問題文: 雨が印象的に使われている映画をめぐる対談の文章を、最後の発言の後から書き継いでください。

抜粋テキスト:
+ + + +

上地 上地由真のワンダーユーマン!今週もよろしくお願いします。
今日は月に一度の映画をフューチャーする回、題して「今月のシネマログ」。映画ソムリエの「さゆみん」こと東紗友美さん、そして映画評論家の荒木久文さんとお届けしていきます。よろしくお願いします。
荒木・東 よろしくお願いします。
上地 6月といえば雨のシーズンですよね。何か雨にまつわる映画でおすすめ作品とかありますか?
東 最初に思い浮かぶのが雨が効果的に使われている、オードリー・ヘプバーンの『ティファニーで朝食を』。これの告白のシーンがすごいんですよ。土砂降りの雨の中、ホリー、オードリー・ヘプバーンが自分の感情を抑えきれずに傘もささないで告白するシーンなんですけど、恵みの雨ってこういうことだな、って。雨が本当に美しく効果的で。あのシーン、大好きでございます。やっぱり何度見てもいいです。荒木さんは?
荒木 私はですね、雨が印象的に使われている映画としてはですね、1982年の名作でリドリー・スコット『ブレードランナー』です。聞いたことありますかね?古い映画ですけど。
上地 あります。
荒木 ディストピア映画と呼ばれているんですけども。舞台が2019年の日本のようなロス・アンゼルスなんですね。で難なく雨が降っている。しかもそれは…。
東 酸性雨。
荒木 そうなんです。とっても印象的でしたね。鬱々たる未来のディストピアを表す象徴的な雨なんですね。これが名作と呼ばれる所以の要素のひとつだと思うんですけども。どうしてあそこであんなに雨を多用したかということを、後で監督にインタビューした記事を読んだんですけども。ネタ明かしは、屋外の撮影が多かったんですって。でも今みたいに画像処理が上手くできないから、とにかく余計なものが映りこまないように雨で消していたんだと。
東 へえ~(笑)消すための雨だったんですね。
荒木 バックを消すための雨。
東 物語に、80年代に作られた、2019年の作品だから、もう酸性雨しかおそらく降らないだろうと監督が予想して雨が降っていた…ぴったり!合っていますね。
荒木 そういう意味ではぴったりだね。
東 めちゃくちゃ印象的だ、たしかに雨。
荒木 そういう効果というのはどこでどう変わるかわからない。こういうふうにね、ちょっとやったものが大きく評価されたり、力を入れたものが評価されなかったりという。そういう運もあるよね。というような雨の感想でした。
東 あと黒澤明も雨、使い手ですね。
荒木 そうですね、雨ね。あと印象的だったのが相米慎二の『台風クラブ』も。あれは台風ですけどね。雨の中で踊るシーンとかね、あれも印象的でしたよね。
東 いろいろありますね~。

+ + + +

データ一覧:

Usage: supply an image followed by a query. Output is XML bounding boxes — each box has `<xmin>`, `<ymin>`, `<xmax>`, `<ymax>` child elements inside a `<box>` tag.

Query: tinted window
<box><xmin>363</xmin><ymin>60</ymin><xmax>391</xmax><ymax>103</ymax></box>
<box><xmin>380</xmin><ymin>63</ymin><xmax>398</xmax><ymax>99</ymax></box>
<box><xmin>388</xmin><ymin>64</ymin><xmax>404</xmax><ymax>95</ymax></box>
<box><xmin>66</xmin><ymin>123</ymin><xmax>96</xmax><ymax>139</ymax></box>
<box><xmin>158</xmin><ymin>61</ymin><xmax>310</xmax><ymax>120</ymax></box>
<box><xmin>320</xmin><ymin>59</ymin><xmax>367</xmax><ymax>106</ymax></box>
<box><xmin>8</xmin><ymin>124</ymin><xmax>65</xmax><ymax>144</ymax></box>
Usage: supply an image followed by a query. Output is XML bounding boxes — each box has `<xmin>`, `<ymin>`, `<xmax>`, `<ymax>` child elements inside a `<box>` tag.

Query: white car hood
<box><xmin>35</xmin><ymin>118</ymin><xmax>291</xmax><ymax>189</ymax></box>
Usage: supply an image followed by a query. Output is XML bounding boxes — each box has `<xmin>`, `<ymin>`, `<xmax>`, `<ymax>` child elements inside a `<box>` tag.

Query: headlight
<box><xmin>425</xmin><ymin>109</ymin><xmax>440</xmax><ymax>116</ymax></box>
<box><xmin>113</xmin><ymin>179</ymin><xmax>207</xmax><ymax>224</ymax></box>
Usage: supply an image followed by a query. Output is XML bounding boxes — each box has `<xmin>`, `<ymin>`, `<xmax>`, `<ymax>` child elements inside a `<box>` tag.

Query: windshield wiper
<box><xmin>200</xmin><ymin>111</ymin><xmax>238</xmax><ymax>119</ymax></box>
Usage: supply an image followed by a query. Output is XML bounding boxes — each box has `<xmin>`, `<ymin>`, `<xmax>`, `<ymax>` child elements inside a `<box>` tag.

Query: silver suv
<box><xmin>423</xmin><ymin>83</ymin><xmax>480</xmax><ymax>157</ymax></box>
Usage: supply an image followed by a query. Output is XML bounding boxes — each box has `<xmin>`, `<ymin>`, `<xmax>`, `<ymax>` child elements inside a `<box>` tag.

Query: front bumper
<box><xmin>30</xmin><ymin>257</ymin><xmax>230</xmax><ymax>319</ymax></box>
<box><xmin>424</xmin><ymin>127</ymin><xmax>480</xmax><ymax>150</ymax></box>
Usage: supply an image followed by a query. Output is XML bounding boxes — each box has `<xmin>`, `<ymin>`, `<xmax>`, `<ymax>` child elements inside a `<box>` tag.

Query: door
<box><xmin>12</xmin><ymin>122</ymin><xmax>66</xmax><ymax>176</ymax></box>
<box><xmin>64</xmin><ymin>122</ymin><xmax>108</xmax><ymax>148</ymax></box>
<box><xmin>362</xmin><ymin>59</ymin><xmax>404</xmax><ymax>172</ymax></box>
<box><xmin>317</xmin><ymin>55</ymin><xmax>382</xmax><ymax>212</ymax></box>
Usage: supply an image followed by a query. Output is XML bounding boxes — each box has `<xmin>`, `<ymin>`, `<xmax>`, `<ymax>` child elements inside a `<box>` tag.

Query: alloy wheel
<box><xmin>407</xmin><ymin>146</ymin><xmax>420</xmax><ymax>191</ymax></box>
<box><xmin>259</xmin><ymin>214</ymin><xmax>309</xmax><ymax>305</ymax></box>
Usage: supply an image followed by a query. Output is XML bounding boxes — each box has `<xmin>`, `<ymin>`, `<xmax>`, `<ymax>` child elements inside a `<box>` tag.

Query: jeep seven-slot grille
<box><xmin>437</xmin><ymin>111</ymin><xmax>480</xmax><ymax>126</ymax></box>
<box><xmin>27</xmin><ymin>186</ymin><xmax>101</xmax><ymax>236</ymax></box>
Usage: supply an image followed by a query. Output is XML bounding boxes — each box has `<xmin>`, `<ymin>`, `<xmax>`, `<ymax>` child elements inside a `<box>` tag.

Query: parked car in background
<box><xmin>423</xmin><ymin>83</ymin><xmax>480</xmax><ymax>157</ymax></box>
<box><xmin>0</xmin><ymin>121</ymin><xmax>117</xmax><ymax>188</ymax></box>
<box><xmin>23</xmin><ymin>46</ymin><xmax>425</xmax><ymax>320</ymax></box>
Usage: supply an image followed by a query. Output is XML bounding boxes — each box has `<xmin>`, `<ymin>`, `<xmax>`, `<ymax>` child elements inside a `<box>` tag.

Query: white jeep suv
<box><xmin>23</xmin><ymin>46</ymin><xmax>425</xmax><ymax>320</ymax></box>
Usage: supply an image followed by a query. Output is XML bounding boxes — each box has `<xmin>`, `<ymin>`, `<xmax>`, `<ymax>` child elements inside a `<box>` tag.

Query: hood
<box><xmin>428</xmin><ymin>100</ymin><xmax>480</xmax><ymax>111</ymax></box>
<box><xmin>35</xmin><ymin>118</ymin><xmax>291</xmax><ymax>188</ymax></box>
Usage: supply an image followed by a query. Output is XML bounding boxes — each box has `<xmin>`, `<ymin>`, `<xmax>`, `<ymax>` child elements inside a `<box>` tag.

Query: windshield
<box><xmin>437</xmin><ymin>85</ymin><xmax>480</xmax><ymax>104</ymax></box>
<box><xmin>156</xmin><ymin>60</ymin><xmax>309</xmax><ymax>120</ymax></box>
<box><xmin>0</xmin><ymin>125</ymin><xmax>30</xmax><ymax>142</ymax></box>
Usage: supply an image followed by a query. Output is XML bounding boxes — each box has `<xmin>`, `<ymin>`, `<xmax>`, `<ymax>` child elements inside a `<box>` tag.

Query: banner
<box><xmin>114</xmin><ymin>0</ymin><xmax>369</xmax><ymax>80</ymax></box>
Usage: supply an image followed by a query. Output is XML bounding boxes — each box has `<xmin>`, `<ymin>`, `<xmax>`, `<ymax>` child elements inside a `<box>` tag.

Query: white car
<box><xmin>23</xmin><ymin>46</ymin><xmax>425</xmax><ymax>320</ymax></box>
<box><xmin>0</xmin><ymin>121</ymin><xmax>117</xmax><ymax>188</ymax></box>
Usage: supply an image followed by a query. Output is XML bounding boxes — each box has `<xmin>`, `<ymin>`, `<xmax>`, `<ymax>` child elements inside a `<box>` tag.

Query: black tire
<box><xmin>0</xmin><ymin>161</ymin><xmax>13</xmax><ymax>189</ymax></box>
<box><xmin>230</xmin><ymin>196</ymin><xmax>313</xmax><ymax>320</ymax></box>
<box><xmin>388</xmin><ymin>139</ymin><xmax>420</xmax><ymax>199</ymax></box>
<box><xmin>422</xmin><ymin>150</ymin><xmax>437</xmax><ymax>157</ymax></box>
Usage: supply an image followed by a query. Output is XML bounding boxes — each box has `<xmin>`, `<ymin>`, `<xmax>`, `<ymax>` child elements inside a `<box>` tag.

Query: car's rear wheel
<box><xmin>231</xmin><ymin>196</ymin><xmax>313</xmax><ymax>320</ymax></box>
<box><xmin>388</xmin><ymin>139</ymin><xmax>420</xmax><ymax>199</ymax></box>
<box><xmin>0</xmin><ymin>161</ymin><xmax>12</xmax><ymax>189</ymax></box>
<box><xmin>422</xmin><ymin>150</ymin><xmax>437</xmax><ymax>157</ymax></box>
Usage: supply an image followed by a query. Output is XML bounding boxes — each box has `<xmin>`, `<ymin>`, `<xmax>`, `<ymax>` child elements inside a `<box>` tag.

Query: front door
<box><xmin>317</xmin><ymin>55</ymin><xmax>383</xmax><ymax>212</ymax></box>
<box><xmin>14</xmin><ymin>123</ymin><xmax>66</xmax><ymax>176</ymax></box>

+ + + +

解答:
上地 ぜひね、雨で外に出られない日は家で見てみてください。今日は月に一度の映画をフューチャーする回、題して「今月のシネマログ」6月公開の映画の中から、私、上地由真とさゆみん、そして荒木さんの三人が「これはおすすめ!」と思った作品をご紹介していきます。ではまず、さゆみんからお願いします。

東 はい。私がご紹介するのは、現在大ヒット公開中の『マッドマックス:フュリオサ』です。
2015年に公開され、日本でも熱狂的なファンを生んだジョージ・ミラー監督のノンストップカーアクション『マッドマックス 怒りのデスロード』の前日談になります。
『マッドマックス 怒りのデスロード』から登場した女戦士フュリオサの若き日の物語を描く『マッドマックス・フュリオサ』、最新作のあらすじ、簡単にお話します。
世界の崩壊から45年、暴君ディメンタス将軍の率いるバイカー集団の手に落ち、故郷や家族をすべて奪われたフュリオサ。ディメンタス将軍と鉄壁の要塞を牛耳るイモータン・ジョーが土地の覇権を争う過酷な世界ですべてを奪われた怒りの戦士フュリオサが人生をかけて故郷の地へ生きて帰ろうとする修羅の道が描かれるのが本作です。
いや~、すごかったです!私、観てきたんですけど、ここまでパーフェクトな映画、久々だったんじゃないかなっていうぐらい熱量が高くて。『マッドマックス 怒りのデスロード』から20~30分増えているんですけど、前作って9割がカーチェイスシーンだったんですね。なんですけど、今回はドラマのシーンも増えていて見応えがありましたし、『マッドマックス 怒りのデスロード』って由真さん、タイトルは聞いたことあると思うんですけど、これがもう本当に映画ファンからも一般層からも本当に社会的評価も高い作品なんですけど、これにパズルのようにきっかり前半と後半みたいな感じで繋がる映画になっていて、ようやくこの『マッドマックス:フュリオサ』をもって『マッドマックス 怒りのデスロード』。この作品が完成したなと思ったんですよね。いや素晴らしかったんですけど、意外と『マッドマックス 怒りのデスロード』って車映画と認識されるんですけど、それだけじゃなくってポリコレみたいな側面もあって家父長制と資本の支配によって抑圧されちゃって、搾取された女性たちの解放の物語になっているんですよ、『マッドマックス 怒りのデスロード』、これを見ると、よりそのしっくりくるというかね、だからそういう側面でもジョージ・ミラーって女性のことを素晴らしい撮り方をしてくれる監督なんですけど、そこがちゃんとできていたので、フュリオサっていう女戦士は今後の映画史に間違いなく残るような描かれ方をしていて、もうパーフェクト級のパーフェクトでしたよね。
荒木さん、どうでした?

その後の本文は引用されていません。